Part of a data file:
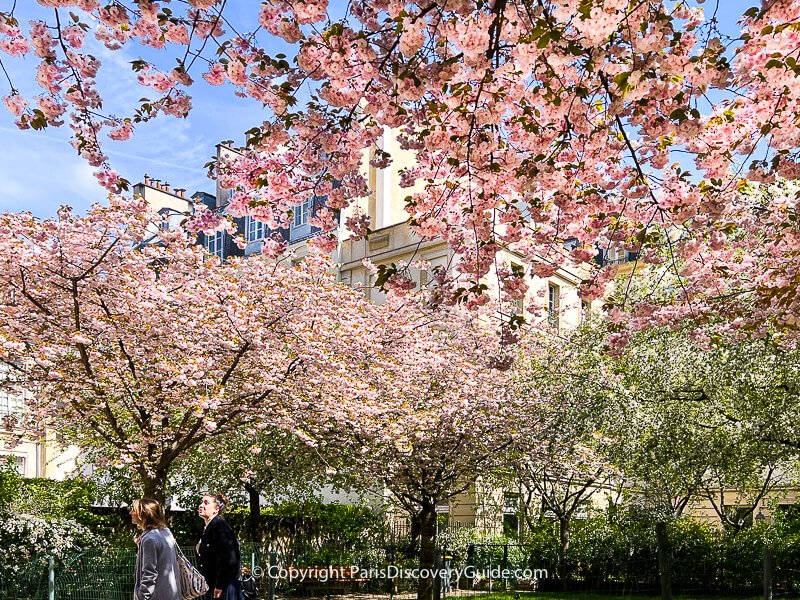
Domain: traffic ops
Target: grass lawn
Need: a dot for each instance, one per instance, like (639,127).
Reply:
(600,596)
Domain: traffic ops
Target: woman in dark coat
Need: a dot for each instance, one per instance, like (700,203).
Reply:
(218,551)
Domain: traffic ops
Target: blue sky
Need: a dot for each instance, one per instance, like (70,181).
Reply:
(40,171)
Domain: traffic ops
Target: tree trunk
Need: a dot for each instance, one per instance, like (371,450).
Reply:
(155,487)
(664,560)
(427,551)
(563,539)
(255,512)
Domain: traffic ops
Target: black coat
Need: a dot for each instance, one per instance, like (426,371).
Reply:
(219,559)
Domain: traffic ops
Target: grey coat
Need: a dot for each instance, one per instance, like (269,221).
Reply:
(157,576)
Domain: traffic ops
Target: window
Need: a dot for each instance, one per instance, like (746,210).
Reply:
(586,310)
(553,304)
(19,462)
(741,515)
(300,226)
(518,270)
(215,243)
(255,229)
(11,404)
(302,212)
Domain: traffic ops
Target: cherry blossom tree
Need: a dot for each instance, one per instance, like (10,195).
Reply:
(138,346)
(428,416)
(531,123)
(259,463)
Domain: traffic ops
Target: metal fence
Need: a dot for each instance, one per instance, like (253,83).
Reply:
(389,573)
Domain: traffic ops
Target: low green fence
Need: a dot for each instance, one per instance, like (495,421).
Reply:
(387,573)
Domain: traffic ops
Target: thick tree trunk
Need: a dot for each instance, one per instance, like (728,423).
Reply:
(563,539)
(427,552)
(155,487)
(664,560)
(255,511)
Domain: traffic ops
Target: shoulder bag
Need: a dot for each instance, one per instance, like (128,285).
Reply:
(193,583)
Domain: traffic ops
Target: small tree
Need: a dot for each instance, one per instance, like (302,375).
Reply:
(427,416)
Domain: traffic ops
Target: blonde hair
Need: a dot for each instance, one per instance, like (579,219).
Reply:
(150,514)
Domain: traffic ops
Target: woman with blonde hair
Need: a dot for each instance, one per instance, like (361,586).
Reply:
(156,576)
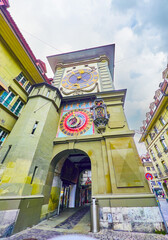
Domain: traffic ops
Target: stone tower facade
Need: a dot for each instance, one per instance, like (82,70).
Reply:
(75,125)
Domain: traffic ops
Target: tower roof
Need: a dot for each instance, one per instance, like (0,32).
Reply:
(84,54)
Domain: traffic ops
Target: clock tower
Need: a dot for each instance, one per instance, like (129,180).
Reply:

TASK TO CARRY OUT:
Leave the pictures out and reproduce all of the records exactly.

SOLUTION TO THIS EXERCISE:
Domain: traffic ops
Target: grass lawn
Need: a dot for each instance, one per instance, like (639,127).
Reply:
(600,596)
Domain: traffic ops
Target: woman in dark coat
Need: a dot for each instance, one per instance, like (700,203).
Reply:
(218,551)
Domain: traffic ops
Target: blue sky
Need: a dot for each instance, one per instance, like (70,181).
Reply:
(40,171)
Domain: traffic ops
Target: tree trunk
Need: a dot for each instance, one per instance, like (371,450).
Reply:
(155,487)
(664,560)
(427,551)
(563,539)
(255,512)
Domain: traffic ops
Target: black coat
Need: a dot for each instance, one per instance, like (426,371).
Reply:
(219,559)
Domain: traffic ops
Target: grey coat
Need: a dot for each instance, one per instance, like (269,221).
Reply:
(157,576)
Domain: traffic ops
Target: window
Need: a dot for each instance, one per instance, like (746,210).
Reply:
(586,310)
(553,304)
(19,462)
(741,515)
(300,226)
(518,270)
(215,243)
(255,229)
(11,404)
(302,212)
Domain: traffic ops
Target: cherry blossom tree
Need: a dot for each instance, one per instance, like (10,195).
Reply:
(138,346)
(428,416)
(531,123)
(259,463)
Domain: traffic ops
Target: metal fence
Need: a dot for each instance, one per instance, like (253,83).
Reply:
(389,573)
Domain: traffic ops
Target: low green fence
Need: a dot for each instance, one per instance, like (495,421).
Reply:
(387,573)
Domain: traffic ops
Target: thick tree trunk
Need: a dot for each instance, one per instance, like (728,423).
Reply:
(563,539)
(427,552)
(155,487)
(664,560)
(255,511)
Domain: traffic ops
Target: shoulder bag
Need: a dot for each instance, one per instance, like (128,285).
Reply:
(193,583)
Domain: traffic ops
Target: small tree
Need: a dot for each instance, one per instance, like (302,375).
Reply:
(427,416)
Domain: traffic ops
Target: blonde hair
Need: a dot for each instance, one per instance, like (579,219).
Reply:
(150,514)
Domain: traffic ops
Target: woman with blonde hair
Need: a dot for each instance, one per instance, like (361,586).
Reply:
(156,576)
Domain: traffic ops
Target: stone tower facade
Need: a dot for each instance, one per instance, like (82,70).
Reply:
(75,125)
Domain: traffic ops
Target: tower roof
Need: a dot for each instance, one per instance, like (0,32).
Reply:
(84,54)
Domain: traffic ops
Target: clock tower
Need: a dot for each instance, one per instance, like (129,180).
Reply:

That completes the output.